## Exercise directions
Print every line of the records below exactly as it reads.

## Data to examine
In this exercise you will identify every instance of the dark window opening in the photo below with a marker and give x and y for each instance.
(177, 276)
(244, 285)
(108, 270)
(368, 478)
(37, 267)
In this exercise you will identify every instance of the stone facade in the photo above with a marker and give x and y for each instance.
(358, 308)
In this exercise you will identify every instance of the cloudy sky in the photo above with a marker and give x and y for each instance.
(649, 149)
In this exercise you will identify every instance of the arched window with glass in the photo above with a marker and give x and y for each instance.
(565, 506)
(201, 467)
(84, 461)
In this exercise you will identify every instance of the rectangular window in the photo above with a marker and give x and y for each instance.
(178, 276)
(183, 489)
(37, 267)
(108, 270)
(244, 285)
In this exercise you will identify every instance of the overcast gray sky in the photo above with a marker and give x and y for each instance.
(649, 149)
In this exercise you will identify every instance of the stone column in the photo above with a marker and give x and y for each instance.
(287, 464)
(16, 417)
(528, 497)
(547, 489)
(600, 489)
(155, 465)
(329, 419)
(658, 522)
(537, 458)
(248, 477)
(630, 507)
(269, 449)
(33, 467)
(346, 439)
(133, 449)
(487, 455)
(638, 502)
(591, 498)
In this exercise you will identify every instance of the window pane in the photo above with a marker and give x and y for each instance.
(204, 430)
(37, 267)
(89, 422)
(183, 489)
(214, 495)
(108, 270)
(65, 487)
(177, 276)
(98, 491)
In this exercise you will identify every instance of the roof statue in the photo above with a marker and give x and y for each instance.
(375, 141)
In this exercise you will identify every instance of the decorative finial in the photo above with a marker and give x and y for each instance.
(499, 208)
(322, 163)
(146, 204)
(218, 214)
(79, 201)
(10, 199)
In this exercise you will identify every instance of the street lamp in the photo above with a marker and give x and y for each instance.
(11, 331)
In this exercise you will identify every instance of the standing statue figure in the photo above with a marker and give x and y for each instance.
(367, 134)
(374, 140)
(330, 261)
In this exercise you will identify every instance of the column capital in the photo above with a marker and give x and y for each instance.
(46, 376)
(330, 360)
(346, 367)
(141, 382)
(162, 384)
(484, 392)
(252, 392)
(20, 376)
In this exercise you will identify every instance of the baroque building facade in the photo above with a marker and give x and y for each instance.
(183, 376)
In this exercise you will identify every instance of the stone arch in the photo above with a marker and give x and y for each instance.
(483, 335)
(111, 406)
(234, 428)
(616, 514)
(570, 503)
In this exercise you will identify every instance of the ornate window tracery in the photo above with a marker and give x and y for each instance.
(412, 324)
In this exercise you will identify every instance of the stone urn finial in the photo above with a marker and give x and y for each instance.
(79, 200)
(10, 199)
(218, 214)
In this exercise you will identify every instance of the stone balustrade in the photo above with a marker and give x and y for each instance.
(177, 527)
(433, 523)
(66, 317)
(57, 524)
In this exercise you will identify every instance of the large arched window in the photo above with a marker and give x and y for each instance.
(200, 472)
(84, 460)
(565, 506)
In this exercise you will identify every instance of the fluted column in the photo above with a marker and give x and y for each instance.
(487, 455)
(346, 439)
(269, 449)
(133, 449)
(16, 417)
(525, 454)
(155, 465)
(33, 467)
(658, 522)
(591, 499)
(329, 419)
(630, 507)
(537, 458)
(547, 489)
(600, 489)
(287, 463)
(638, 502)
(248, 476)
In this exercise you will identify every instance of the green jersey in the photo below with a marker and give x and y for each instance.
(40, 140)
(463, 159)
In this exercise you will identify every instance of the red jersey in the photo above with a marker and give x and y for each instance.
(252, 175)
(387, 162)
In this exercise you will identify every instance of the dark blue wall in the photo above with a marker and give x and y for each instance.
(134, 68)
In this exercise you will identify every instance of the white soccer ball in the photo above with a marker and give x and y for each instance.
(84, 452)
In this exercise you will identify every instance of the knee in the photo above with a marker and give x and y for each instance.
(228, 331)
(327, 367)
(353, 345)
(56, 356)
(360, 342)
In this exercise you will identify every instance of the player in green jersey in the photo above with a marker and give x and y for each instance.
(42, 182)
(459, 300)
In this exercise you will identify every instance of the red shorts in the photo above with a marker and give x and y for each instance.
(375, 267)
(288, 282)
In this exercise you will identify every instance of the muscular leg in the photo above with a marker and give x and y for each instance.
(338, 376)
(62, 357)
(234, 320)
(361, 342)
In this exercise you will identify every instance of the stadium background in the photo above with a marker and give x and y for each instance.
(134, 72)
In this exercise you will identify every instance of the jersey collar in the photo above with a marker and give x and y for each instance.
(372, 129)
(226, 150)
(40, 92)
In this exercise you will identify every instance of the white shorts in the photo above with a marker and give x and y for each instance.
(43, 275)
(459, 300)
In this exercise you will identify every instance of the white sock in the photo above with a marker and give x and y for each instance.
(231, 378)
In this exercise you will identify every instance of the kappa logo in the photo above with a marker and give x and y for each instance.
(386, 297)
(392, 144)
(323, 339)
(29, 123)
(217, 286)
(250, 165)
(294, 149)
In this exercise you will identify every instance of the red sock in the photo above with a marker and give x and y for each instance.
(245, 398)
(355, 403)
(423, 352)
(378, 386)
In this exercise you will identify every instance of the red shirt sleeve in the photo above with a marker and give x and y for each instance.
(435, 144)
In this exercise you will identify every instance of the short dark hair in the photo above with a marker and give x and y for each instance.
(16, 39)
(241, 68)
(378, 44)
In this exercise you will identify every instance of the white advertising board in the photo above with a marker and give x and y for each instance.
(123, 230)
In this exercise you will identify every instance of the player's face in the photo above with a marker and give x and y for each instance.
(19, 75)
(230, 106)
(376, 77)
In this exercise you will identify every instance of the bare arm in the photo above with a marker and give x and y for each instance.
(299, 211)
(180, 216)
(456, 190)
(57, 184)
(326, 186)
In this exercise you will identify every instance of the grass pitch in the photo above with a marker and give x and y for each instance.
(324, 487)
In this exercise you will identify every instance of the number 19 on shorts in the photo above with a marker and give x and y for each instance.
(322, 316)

## Written answer
In this exercise you will identify every instance of the dark window opening in the photo below with a marker and give x and y for each instance.
(177, 276)
(244, 285)
(108, 270)
(368, 478)
(37, 267)
In this exercise you will identify every instance of the stone facade in the photo above with a marker and give x and y for each instance.
(358, 308)
In this exercise you will identify every instance of the cloudy sky in the photo above with a marker and give x and y for each instance.
(649, 149)
In this exercise you will identify every instance of the arched window with glass in the photo above with a marker and give x and y for each instance.
(565, 506)
(201, 467)
(84, 461)
In this exercise you will identify every instance of the rectangular window in the photo above with a marker and give x and y for each instance.
(178, 276)
(183, 489)
(37, 267)
(108, 270)
(244, 285)
In this exercise you will identify every instance of the overcast gray sky in the photo above with a marker and give x and y for each instance.
(649, 149)
In this exercise you will identify every instance of the stone column in the photo above with a marker and give x and y for each instance.
(287, 464)
(16, 417)
(528, 497)
(547, 489)
(600, 489)
(155, 465)
(329, 419)
(658, 522)
(537, 458)
(248, 477)
(630, 507)
(269, 449)
(33, 467)
(346, 439)
(133, 449)
(487, 455)
(638, 502)
(591, 498)
In this exercise you will identify every instance of the window pane in the photo above with a marker and give x and y for each instance.
(204, 430)
(37, 267)
(89, 422)
(183, 489)
(214, 495)
(108, 270)
(65, 487)
(177, 276)
(98, 491)
In this exercise you will identify every instance of the roof statue in the photo above with a marker and give x and y for each instance.
(375, 141)
In this exercise you will identify every instance of the decorative finial in the photo above with a marker and give x and y for each instance.
(499, 208)
(322, 163)
(146, 204)
(218, 214)
(79, 201)
(10, 199)
In this exercise you will identify every instance of the street lamp in the photo above with a marker and give x and y for each instance.
(11, 331)
In this exercise you will identify every instance of the standing statue figure in the photo above with a marker and give x and y for each instance.
(367, 134)
(374, 140)
(330, 261)
In this exercise you will identify every instance of the column capital in the photo above with a marker and give x and y for each instance.
(46, 376)
(330, 360)
(346, 367)
(141, 382)
(162, 384)
(484, 392)
(252, 392)
(20, 376)
In this exercise you will identify every instance of the baroque building facade in the photo above with a marker and give x and y for each instance.
(183, 376)
In this exercise you will identify every instance of the stone arch in the photo above with a marker and give x and y for each instance.
(483, 335)
(111, 406)
(234, 428)
(616, 514)
(570, 503)
In this exercise you will identify every instance of the ornate window tracery in the photo above with a marker and give x and y for each instance.
(412, 324)
In this exercise you will identify every instance of the stone urn finial in the photo above with a marker and give x and y for each instance.
(79, 200)
(10, 199)
(218, 214)
In this exercise you will identify every instance of the stone balustrade in the photo above with a marker and give x and y for each instance.
(177, 527)
(433, 523)
(66, 317)
(57, 524)
In this exercise you will identify every instance of the large arched window in the photo above with a marker and give x and y for each instance.
(200, 472)
(84, 460)
(565, 506)
In this exercise you will identify every instance of the fluted column in the photo above with a marker and give x and y for each instance.
(487, 455)
(346, 439)
(269, 449)
(133, 449)
(16, 417)
(525, 454)
(155, 465)
(33, 467)
(658, 522)
(591, 499)
(329, 419)
(630, 507)
(537, 458)
(547, 489)
(600, 489)
(287, 463)
(638, 502)
(248, 476)
In this exercise you will identify every instance of the green jersey in the photo below with a marker and give x and y for each instance.
(40, 140)
(463, 159)
In this exercise you will identify every instance of the red jersey in the photo above with a marker and give x and y for each instance.
(252, 175)
(387, 162)
In this exercise you will identify every instance of the dark blue wall in the photo above with a marker and give x and y for each instance.
(134, 68)
In this exercise you will identify every instance of the white soccer ball in the photo above with a marker and give x and y for each instance.
(84, 452)
In this exercise you will identify every instance of the knee in the photo above with a marker and give x and y for each instance.
(228, 331)
(327, 367)
(353, 345)
(56, 356)
(360, 342)
In this exercise you will identify every instance of the player in green jersey in the photo above with a marker and give x and y for each instance.
(42, 182)
(459, 300)
In this exercise you will identify every instance of the red shorts in the photo above with a marker and give x and y for each instance.
(375, 267)
(288, 282)
In this exercise you will identify every instance of the muscular leg in the photo above with a marker and give x and y for each instance.
(338, 376)
(62, 357)
(234, 320)
(361, 342)
In this exercise you will identify every instance of the stadium background in the photo above with a marker and give x and y for each instance.
(134, 72)
In this exercise you will identify every instance of the jersey collar in the photo above with a marker and give x and y for each instance.
(372, 129)
(226, 150)
(40, 92)
In this exercise you will identify every instance of the white shorts in the photo above with a marker and give x and y for each instance.
(43, 275)
(459, 300)
In this exercise you will identify every instance of the white sock in the photo above with a marker and give x and y for each instance.
(231, 378)
In this exercise you will identify every instance of the kappa logo in the photo above with a marker and give x and y for each instance.
(386, 297)
(392, 144)
(323, 339)
(29, 123)
(217, 286)
(250, 165)
(294, 149)
In this exercise you will identify every instance of the red sock in the photo above with a marker and give x and y for each instance.
(245, 398)
(355, 403)
(423, 352)
(378, 386)
In this exercise you will identify every instance of the red shirt sleeve in the photo above with a marker and give x and y for each instance.
(435, 144)
In this exercise you will identify every instance of the short dark hair in the photo above with a marker and give x and y for each instance.
(16, 39)
(241, 68)
(378, 44)
In this exercise you will identify every instance of the white advertising board in the photo above with a marker and give x and y for each instance.
(123, 230)
In this exercise you will identify every instance of the player's face in the photo above with a marker and give x and y for each instance.
(19, 75)
(230, 106)
(376, 77)
In this exercise you will identify every instance of the bare arm in the photo above with a marker and give x and y for each instance.
(299, 211)
(180, 216)
(456, 190)
(57, 184)
(326, 186)
In this exercise you will identify every instance of the grass pitch in the photo above with a marker and give x and y for each instance.
(324, 487)
In this exercise you will identify every instance of the number 19 on shorts in the photo above with a marker and give x and y for each instance.
(322, 316)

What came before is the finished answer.